WHAT TO WORK ON:
Nothing in the records may be left out or altered; reproduce them all exactly.
· · · · ·
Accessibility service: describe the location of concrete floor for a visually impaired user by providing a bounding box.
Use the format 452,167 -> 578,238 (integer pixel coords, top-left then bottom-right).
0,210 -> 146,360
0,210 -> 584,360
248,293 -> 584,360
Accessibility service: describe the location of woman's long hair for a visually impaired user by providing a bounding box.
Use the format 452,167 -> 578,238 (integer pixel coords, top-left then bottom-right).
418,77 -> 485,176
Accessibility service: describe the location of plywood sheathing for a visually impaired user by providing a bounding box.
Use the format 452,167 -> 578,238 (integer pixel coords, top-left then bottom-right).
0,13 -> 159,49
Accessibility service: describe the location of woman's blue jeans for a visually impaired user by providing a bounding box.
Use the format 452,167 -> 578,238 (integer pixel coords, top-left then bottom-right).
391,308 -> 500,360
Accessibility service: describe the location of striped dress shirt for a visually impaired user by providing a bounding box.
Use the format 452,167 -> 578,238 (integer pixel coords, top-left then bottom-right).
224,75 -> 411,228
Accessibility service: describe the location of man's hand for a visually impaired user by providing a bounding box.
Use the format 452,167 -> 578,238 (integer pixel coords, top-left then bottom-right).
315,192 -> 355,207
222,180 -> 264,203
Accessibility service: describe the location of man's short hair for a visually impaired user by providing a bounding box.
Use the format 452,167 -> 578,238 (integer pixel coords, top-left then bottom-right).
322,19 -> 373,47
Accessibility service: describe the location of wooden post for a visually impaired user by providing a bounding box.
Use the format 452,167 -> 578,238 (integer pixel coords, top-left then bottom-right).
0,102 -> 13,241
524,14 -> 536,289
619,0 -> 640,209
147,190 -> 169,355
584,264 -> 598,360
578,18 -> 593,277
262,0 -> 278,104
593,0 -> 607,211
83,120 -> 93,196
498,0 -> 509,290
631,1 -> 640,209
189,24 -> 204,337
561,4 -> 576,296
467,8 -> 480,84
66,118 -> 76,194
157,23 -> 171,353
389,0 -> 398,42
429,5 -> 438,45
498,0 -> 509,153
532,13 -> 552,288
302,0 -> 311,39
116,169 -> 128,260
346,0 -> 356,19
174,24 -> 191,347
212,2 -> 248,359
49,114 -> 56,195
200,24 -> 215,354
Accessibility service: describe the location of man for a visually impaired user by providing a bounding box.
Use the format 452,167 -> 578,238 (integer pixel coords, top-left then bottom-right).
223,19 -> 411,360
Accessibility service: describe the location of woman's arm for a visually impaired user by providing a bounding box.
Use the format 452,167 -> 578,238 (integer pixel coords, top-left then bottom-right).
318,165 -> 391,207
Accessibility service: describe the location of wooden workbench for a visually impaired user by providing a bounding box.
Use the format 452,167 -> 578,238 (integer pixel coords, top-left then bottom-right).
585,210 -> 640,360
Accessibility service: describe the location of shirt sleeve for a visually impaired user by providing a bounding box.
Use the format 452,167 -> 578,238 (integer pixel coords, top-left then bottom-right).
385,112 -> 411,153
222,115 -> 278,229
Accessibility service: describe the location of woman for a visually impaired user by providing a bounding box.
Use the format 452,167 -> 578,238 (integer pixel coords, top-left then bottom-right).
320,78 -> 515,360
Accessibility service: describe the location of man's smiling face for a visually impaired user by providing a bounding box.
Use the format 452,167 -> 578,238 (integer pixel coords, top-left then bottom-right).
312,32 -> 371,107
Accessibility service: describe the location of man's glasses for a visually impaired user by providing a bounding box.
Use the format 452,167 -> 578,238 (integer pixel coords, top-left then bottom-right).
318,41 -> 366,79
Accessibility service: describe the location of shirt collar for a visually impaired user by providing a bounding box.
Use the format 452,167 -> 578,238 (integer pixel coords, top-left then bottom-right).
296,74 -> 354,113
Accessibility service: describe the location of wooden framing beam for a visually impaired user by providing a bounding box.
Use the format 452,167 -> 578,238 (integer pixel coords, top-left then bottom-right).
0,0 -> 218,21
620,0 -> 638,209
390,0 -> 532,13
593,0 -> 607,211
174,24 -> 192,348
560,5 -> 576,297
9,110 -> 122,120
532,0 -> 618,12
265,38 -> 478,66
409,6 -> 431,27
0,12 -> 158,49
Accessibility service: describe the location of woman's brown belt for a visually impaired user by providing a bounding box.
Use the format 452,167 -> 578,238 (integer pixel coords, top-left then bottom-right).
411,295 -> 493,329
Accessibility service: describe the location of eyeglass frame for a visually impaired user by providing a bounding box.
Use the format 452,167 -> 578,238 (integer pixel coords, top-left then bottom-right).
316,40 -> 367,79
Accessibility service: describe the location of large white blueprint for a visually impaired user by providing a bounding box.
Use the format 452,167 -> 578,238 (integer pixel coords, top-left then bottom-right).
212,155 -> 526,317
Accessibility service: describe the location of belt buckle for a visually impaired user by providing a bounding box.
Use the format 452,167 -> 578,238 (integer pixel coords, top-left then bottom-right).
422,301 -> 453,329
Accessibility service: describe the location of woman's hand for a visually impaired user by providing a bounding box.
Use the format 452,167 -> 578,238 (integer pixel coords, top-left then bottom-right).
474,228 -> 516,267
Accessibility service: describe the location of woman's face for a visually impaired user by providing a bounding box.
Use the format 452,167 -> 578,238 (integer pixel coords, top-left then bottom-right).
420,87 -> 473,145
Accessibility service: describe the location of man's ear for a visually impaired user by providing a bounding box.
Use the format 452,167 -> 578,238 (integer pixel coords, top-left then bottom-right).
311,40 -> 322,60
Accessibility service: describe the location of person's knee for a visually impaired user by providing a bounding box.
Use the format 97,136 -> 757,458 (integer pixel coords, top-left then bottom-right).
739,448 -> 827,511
· · · · ·
RESPONSE TO THE EXERCISE:
Accessibility service: describe the location of concrete floor for a visually impaired user by providing a bounding box.
Use the format 452,167 -> 578,238 (integer pixel coords, top-left then bottom-right).
0,210 -> 146,360
0,210 -> 584,360
248,293 -> 584,360
Accessibility service: describe the location of woman's long hair for a visually impaired user by providing a bounding box.
Use the format 452,167 -> 578,238 (integer pixel coords, top-left then bottom-right).
418,77 -> 485,176
Accessibility service: describe the location of plywood sheathing for a visually impaired user by providing a bounding box.
Use the format 452,167 -> 578,238 (integer pixel coords, top-left then bottom-right).
0,13 -> 159,49
Accessibility service: describe the location of woman's blue jeans for a visually impaired user by providing a bounding box.
Use the format 452,167 -> 578,238 (integer pixel coords, top-left then bottom-right).
391,308 -> 500,360
Accessibility service: describe the location of striped dress shirt for a visually impaired user by providing a bounding box.
Use the format 452,167 -> 578,238 (integer pixel coords, top-left then bottom-right).
224,75 -> 411,228
Accessibility service: describe the location of man's hand for a visually impaired user by providing a bounding box.
Use the format 452,167 -> 578,238 (integer pixel coords, top-left then bottom-right).
315,192 -> 355,207
222,180 -> 264,203
Accessibility service: describe the location of man's short hair for a visually impaired user by providing a bounding box.
Use the format 452,167 -> 578,238 (integer pixel coords, top-left then bottom-right).
322,19 -> 373,47
Accessibility service: describe the location of wooden post for a visually impaired user by providing a bounding box.
Use the format 452,167 -> 578,238 (integer pixel coords, top-left then bottom-right).
0,102 -> 13,241
524,14 -> 536,289
619,0 -> 640,209
147,190 -> 169,355
584,264 -> 598,360
578,18 -> 593,277
262,0 -> 278,104
593,0 -> 607,211
83,120 -> 93,196
498,0 -> 509,290
631,1 -> 640,209
189,24 -> 204,337
561,4 -> 576,296
467,8 -> 480,84
66,118 -> 76,194
157,23 -> 171,353
389,0 -> 398,42
429,5 -> 438,45
498,0 -> 509,153
532,13 -> 552,288
302,0 -> 311,39
116,169 -> 128,260
346,0 -> 356,19
174,24 -> 191,347
212,2 -> 248,359
49,114 -> 56,195
200,24 -> 215,354
Accessibility service: describe the location of man for a visually impaired user by providing a bounding box.
Use the format 452,167 -> 578,238 (integer pixel coords, top-left then bottom-right).
223,19 -> 411,360
Accessibility service: describe the location of woman's arm for a visually impaired user by providing a bounding box.
Use the format 452,167 -> 578,238 (integer pixel coords, top-left then bottom-right).
318,165 -> 391,207
Accessibility service: describe the location of wooden workbench for a visually impaired user by providing a bounding box.
Use the format 452,167 -> 578,238 (integer pixel coords, top-left then bottom-right).
585,210 -> 640,360
Accessibility service: describe the location of shirt sleeve for a visually impaired user by providing a bounding box.
Use the format 452,167 -> 578,238 (integer pixel coords, top-left then bottom-right).
385,112 -> 411,153
222,115 -> 278,229
Accessibility service: describe the location of woman for a visually impaired user by providing a bounding box.
Use the format 452,167 -> 578,238 (integer pixel coords, top-left then bottom-right).
320,78 -> 515,360
Accessibility service: describe the location of man's smiling face for a visually impaired user by providing a bounding box.
Use the format 452,167 -> 578,238 (integer pixel coords, top-left then bottom-right).
312,32 -> 371,107
Accessibility service: describe the location of man's glasses for a visually impaired user by providing a bounding box.
Use the format 452,167 -> 578,238 (integer pixel coords, top-left then bottom-right).
318,41 -> 366,79
Accessibility service: describe the location of shirt collar for a visually impaired user by providing a bounding box.
Use the format 452,167 -> 578,238 (integer pixel coords, top-left then bottom-right).
296,74 -> 354,113
Accessibility service: describe the location of wooden framing beam for a visually impaired user by providing a bounding box.
Use the format 452,167 -> 578,238 (integer pixel coords, top-left then bottom-right).
0,0 -> 218,21
620,0 -> 638,209
390,0 -> 532,13
593,0 -> 607,211
174,24 -> 192,348
560,5 -> 576,297
9,110 -> 122,120
532,0 -> 618,12
265,38 -> 478,66
409,6 -> 431,27
0,12 -> 158,49
Accessibility service: describe the location of woman's brown belt for a visually impaired user by providing a bounding box.
Use the format 452,167 -> 578,238 (integer pixel coords, top-left then bottom-right).
411,295 -> 493,329
Accessibility service: describe the location of eyeglass frame for a visually impaired user by providing a bounding box.
Use the format 452,167 -> 578,238 (integer pixel coords, top-left then bottom-right).
316,40 -> 367,79
Accessibility service: describe the location of large white blueprint for a visually impaired user by providing a bounding box.
Use the format 452,167 -> 578,238 (integer pixel coords, top-left then bottom-right).
212,155 -> 526,317
Accessibility service: describe the location of belt buckle for a visually impaired user by providing a bounding box.
Use the format 452,167 -> 578,238 (integer pixel coords, top-left then bottom-right).
422,301 -> 453,329
Accessibility service: describe the location of woman's hand for a visually impaired user by providing a bounding box.
Use the format 452,167 -> 578,238 (integer pixel coords, top-left then bottom-right).
474,228 -> 516,267
Accessibility service: describe the location of woman's face for a visually impaired user by providing a bounding box.
Use the format 452,167 -> 578,238 (integer pixel coords, top-left then bottom-right).
420,87 -> 473,145
Accessibility service: describe the location of man's ear for a visually impaired user by providing a bounding box.
Use the format 452,167 -> 578,238 (integer pixel coords, top-left then bottom-right).
311,40 -> 322,60
Accessibility service: describe the location of person's knee for a visually impaired user by providing a bounding box.
Use the format 97,136 -> 757,458 (integer pixel coords, top-left then bottom-right).
739,448 -> 827,511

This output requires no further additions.